Your goal: Return the entire listing exactly, leaving nothing out.

Data for this task:

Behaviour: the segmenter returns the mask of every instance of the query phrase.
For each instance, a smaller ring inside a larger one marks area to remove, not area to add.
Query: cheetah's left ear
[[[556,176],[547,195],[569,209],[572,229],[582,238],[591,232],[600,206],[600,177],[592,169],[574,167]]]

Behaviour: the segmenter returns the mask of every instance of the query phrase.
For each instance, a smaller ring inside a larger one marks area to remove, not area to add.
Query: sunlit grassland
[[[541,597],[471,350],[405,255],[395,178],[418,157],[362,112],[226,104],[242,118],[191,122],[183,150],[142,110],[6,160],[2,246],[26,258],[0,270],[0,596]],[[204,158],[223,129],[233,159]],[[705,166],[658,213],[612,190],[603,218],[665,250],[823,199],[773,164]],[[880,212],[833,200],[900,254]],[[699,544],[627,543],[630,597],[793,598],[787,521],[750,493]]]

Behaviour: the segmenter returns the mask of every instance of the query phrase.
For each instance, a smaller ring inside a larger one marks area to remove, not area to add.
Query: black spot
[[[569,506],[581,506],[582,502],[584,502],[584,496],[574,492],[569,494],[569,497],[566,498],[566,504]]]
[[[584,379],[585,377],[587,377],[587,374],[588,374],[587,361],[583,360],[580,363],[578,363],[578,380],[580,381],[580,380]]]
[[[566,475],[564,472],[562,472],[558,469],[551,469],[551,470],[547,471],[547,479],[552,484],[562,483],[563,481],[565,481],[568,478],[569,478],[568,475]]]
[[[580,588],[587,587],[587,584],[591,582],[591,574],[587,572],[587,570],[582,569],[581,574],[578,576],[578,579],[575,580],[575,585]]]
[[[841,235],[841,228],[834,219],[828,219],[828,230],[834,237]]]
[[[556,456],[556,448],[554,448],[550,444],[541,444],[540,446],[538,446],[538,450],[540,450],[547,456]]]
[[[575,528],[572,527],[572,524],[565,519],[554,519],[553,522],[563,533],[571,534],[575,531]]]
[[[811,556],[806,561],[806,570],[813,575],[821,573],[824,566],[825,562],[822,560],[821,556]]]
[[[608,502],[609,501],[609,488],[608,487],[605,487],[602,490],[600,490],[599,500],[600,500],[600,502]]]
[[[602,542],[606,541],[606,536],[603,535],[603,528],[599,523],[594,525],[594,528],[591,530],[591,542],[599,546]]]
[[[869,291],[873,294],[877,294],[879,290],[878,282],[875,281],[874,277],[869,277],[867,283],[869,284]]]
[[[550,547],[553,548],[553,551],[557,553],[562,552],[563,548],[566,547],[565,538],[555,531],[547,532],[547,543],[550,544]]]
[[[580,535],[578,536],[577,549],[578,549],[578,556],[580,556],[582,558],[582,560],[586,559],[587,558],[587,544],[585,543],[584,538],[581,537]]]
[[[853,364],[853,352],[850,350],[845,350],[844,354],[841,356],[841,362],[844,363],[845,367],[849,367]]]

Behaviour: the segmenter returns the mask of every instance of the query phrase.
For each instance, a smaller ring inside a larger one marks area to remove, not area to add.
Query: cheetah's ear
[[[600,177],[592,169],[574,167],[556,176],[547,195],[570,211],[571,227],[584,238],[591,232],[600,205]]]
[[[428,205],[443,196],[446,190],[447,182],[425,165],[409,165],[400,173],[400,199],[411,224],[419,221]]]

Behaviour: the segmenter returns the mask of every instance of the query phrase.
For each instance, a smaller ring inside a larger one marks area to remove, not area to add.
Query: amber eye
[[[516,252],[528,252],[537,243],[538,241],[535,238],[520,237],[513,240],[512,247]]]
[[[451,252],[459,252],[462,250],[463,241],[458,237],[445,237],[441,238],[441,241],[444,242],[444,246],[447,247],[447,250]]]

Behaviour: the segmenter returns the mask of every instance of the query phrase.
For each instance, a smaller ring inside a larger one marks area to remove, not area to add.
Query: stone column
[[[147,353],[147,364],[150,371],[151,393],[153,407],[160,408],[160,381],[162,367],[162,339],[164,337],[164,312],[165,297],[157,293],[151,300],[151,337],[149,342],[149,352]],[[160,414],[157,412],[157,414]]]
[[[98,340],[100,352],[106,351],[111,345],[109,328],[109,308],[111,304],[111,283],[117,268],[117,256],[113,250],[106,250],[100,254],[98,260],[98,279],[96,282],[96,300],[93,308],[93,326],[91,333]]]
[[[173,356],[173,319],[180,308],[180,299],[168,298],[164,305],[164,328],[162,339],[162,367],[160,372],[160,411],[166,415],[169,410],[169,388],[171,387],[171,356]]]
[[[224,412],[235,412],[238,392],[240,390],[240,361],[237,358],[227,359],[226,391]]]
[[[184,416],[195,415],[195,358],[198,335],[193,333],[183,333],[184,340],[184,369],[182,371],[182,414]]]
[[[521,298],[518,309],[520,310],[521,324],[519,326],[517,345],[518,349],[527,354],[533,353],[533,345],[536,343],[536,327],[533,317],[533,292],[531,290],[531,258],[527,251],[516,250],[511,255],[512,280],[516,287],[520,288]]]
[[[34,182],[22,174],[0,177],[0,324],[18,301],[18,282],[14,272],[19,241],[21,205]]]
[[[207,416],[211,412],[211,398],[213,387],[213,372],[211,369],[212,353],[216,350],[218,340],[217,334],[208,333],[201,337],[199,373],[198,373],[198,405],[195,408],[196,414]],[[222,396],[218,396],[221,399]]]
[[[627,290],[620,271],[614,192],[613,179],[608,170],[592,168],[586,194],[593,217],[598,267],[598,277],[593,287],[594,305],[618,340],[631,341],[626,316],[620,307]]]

Expected answer:
Behaviour: the segmenter returns the mask of every instance of the query phrase.
For each instance, a smaller ring inside a larger one marks area to remove, not area to add.
Query: cheetah's left ear
[[[556,176],[547,195],[569,209],[572,229],[582,238],[591,232],[600,206],[600,177],[592,169],[574,167]]]

Behaviour: the segmenter returns the mask of every instance of the query phrase.
For each instance, a smaller ring inside a larger one marks area to remove, not area to add.
Query: sunlit grassland
[[[541,597],[471,350],[405,255],[395,178],[418,157],[362,112],[226,104],[242,118],[191,122],[183,150],[142,110],[6,160],[2,246],[26,258],[0,270],[0,596]],[[204,158],[223,129],[233,159]],[[705,166],[658,213],[612,190],[603,218],[665,250],[823,199],[773,164]],[[880,212],[833,200],[900,254]],[[699,544],[627,543],[630,597],[793,598],[787,521],[750,493]]]

Behaviour: the segmenter returns the mask of every instance of the query phrase.
For each instance, a smaller ring inside a larger one marks area to remove, not area to add.
Query: black spot
[[[569,506],[581,506],[582,502],[584,502],[584,496],[574,492],[569,494],[569,497],[566,498],[566,504]]]
[[[584,379],[585,377],[587,377],[587,374],[588,374],[587,361],[583,360],[580,363],[578,363],[578,380],[580,381],[580,380]]]
[[[566,475],[564,472],[562,472],[558,469],[551,469],[551,470],[547,471],[547,479],[552,484],[562,483],[563,481],[565,481],[568,478],[569,478],[568,475]]]
[[[580,588],[587,587],[587,584],[591,582],[591,574],[587,572],[587,570],[582,569],[581,574],[578,576],[578,579],[575,580],[575,585]]]
[[[841,235],[841,228],[834,219],[828,219],[828,230],[834,237]]]
[[[556,456],[556,448],[554,448],[550,444],[541,444],[540,446],[538,446],[538,450],[540,450],[547,456]]]
[[[575,528],[572,527],[572,524],[565,519],[554,519],[553,522],[563,533],[571,534],[575,531]]]
[[[811,556],[806,561],[806,570],[813,575],[821,573],[824,566],[825,562],[822,560],[821,556]]]
[[[608,502],[609,501],[609,488],[608,487],[605,487],[602,490],[600,490],[599,500],[600,500],[600,502]]]
[[[602,542],[606,541],[606,536],[603,535],[603,528],[599,523],[594,525],[594,528],[591,530],[591,542],[599,546]]]
[[[869,291],[873,294],[877,294],[879,290],[878,282],[875,281],[874,277],[869,277],[867,283],[869,284]]]
[[[550,547],[553,548],[553,551],[557,553],[562,552],[563,548],[566,547],[565,538],[555,531],[547,532],[547,543],[550,544]]]
[[[580,535],[578,536],[577,549],[578,549],[578,556],[580,556],[582,558],[582,560],[586,559],[587,558],[587,544],[585,543],[584,538],[581,537]]]
[[[853,364],[853,352],[850,350],[845,350],[844,354],[841,356],[841,362],[844,363],[845,367],[849,367]]]

Behaviour: the segmenter returns the mask of every instance of the query phrase.
For each instance, a smaller ring inside a larger one marks area to remove, not area to add.
Query: cheetah's ear
[[[600,177],[592,169],[574,167],[556,176],[547,195],[570,211],[571,227],[584,238],[591,232],[600,205]]]
[[[428,205],[443,196],[446,190],[447,182],[425,165],[409,165],[400,173],[400,199],[411,224],[419,221]]]

Behaviour: the segmenter returns the mask of every instance of the query phrase.
For each instance, a smaller ring inside a larger one marks area to remove, not area to add.
Query: amber eye
[[[516,252],[528,252],[537,243],[538,241],[535,238],[520,237],[513,240],[512,247]]]
[[[451,252],[459,252],[462,250],[463,241],[458,237],[445,237],[441,238],[441,241],[444,242],[444,246],[447,247],[447,250]]]

Behaviour: the segmenter returns the mask of every instance of the query phrase.
For each instance, a smaller ring inside a larger one marks area to remove, not area to add.
Query: stone column
[[[147,353],[147,364],[150,371],[151,393],[153,407],[160,408],[160,381],[162,367],[162,339],[164,337],[164,312],[165,297],[157,293],[151,300],[151,337],[149,342],[149,352]],[[160,414],[157,412],[157,414]]]
[[[98,340],[100,352],[106,351],[111,345],[109,328],[109,308],[111,304],[111,283],[117,268],[117,256],[113,250],[106,250],[100,254],[98,260],[98,279],[96,282],[96,300],[93,308],[93,326],[91,333]]]
[[[173,356],[173,319],[180,308],[180,299],[168,298],[164,305],[164,328],[162,339],[162,367],[160,372],[160,411],[166,415],[169,410],[169,388],[171,387],[171,356]]]
[[[224,412],[235,412],[238,392],[240,390],[240,361],[237,358],[227,359],[226,391]]]
[[[184,416],[195,415],[195,358],[198,335],[193,333],[183,333],[184,340],[184,369],[182,371],[182,414]]]
[[[521,298],[518,309],[520,310],[521,324],[519,326],[517,345],[518,349],[527,354],[533,353],[533,345],[536,343],[536,327],[533,317],[533,292],[531,290],[531,258],[527,251],[516,250],[511,255],[512,280],[516,287],[520,288]]]
[[[34,182],[22,174],[0,177],[0,324],[18,301],[18,282],[14,272],[19,241],[21,205]]]
[[[207,416],[211,412],[211,398],[213,387],[213,372],[211,369],[212,353],[216,350],[218,340],[217,334],[208,333],[201,337],[199,373],[198,373],[198,405],[195,408],[196,414]],[[222,396],[218,396],[221,399]]]
[[[627,290],[620,271],[614,192],[613,179],[608,170],[592,168],[586,194],[593,217],[598,267],[598,277],[593,287],[594,305],[618,340],[631,341],[626,316],[620,307]]]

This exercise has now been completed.